*** Source document ***

Background: The treatment for and long-term outcome of renal angiomyolipoma (AML) at high-risk for bleeding has not been determined.
Objective: To evaluate the complication rates and the long-term outcomes among patients treated by selective arterial embolization (SAE) for a large or symptomatic renal AML.
Design, setting, and participants: Forty-one patients with 48 kidneys containing AML were treated by SAE at a single tertiary academic center.
Intervention: All patients were treated by SAE and followed in a single center.
Measurements: SAE was performed with a mixture of 96% ethanol and polyvinyl alcohol particles. The variables used for the analysis included age, gender, presence of tuberous sclerosis (TS), and maximal tumor size prior to SAE. The study end points were recurrence of symptoms or bleeding, the need for re-embolization or surgery, and disease-specific survival. The mean follow-up period for the entire group was 4.8 yr.
Results and limitations: Mean patient age was 51 yr (range: 24-82), and the mean initial tumor size was 10.3 cm. Successful SAE was achieved in 40 patients (91%) with a minor complication rate of 11%. Avoidance of surgery was achieved in 96% of the kidneys. No retroperitoneal hemorrhage was noted during follow-up, and 98% of the kidneys were preserved during the follow-up period. No significant changes in creatinine levels were noted following SAE (P=0.27). The freedom from surgical treatment at 5 yr following SAE was 94% (95% CI, 89-99%). Disease-specific survival of the entire cohort was 100%. The study is a retrospective, and treatment was not given according to prospective protocol, and therefore sample bias may be present.
Conclusions: SAE of renal AML has long-term efficacy in preventing hemorrhagic complications of renal AML, and preservation of the involved kidneys is amenable in both TS and sporadic cases.

*** End of Source document ***

> **Assigned task A**: List the variables used for the analysis in the renal angiomyolipoma abstract.
> **Assigned task B**: Please say whether each statement agrees with the renal angiomyolipoma abstract, answering yes or no and quoting the deciding words: (i) The mean follow-up period for the whole group was 4.8 years. (ii) The study was carried out under a prospective protocol. (iii) Creatinine levels changed significantly after SAE.

*** Source information ***

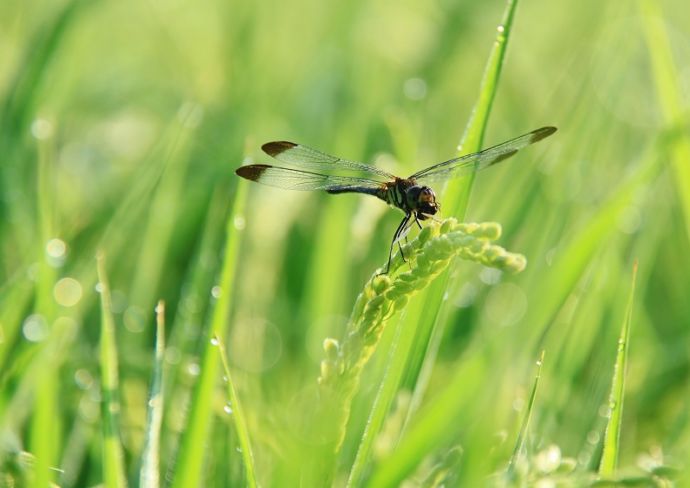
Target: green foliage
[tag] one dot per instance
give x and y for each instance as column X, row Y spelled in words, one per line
column 120, row 126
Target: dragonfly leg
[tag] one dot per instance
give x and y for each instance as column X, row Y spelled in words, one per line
column 396, row 236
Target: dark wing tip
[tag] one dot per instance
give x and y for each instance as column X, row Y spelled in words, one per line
column 542, row 133
column 276, row 147
column 252, row 172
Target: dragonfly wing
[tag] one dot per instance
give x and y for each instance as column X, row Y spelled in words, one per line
column 314, row 160
column 294, row 179
column 463, row 165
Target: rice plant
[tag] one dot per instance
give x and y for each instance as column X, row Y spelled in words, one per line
column 163, row 323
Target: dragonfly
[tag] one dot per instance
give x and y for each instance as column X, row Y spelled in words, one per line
column 309, row 169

*** End of Source information ***

> **Answer A**:
- Age
- Gender
- Presence of tuberous sclerosis (TS)
- Maximal tumor size prior to SAE

> **Answer B**:
(i) Yes: "The mean follow-up period for the entire group was 4.8 yr."
(ii) No: "The study is a retrospective, and treatment was not given according to prospective protocol"
(iii) No: "No significant changes in creatinine levels were noted following SAE (P=0.27)."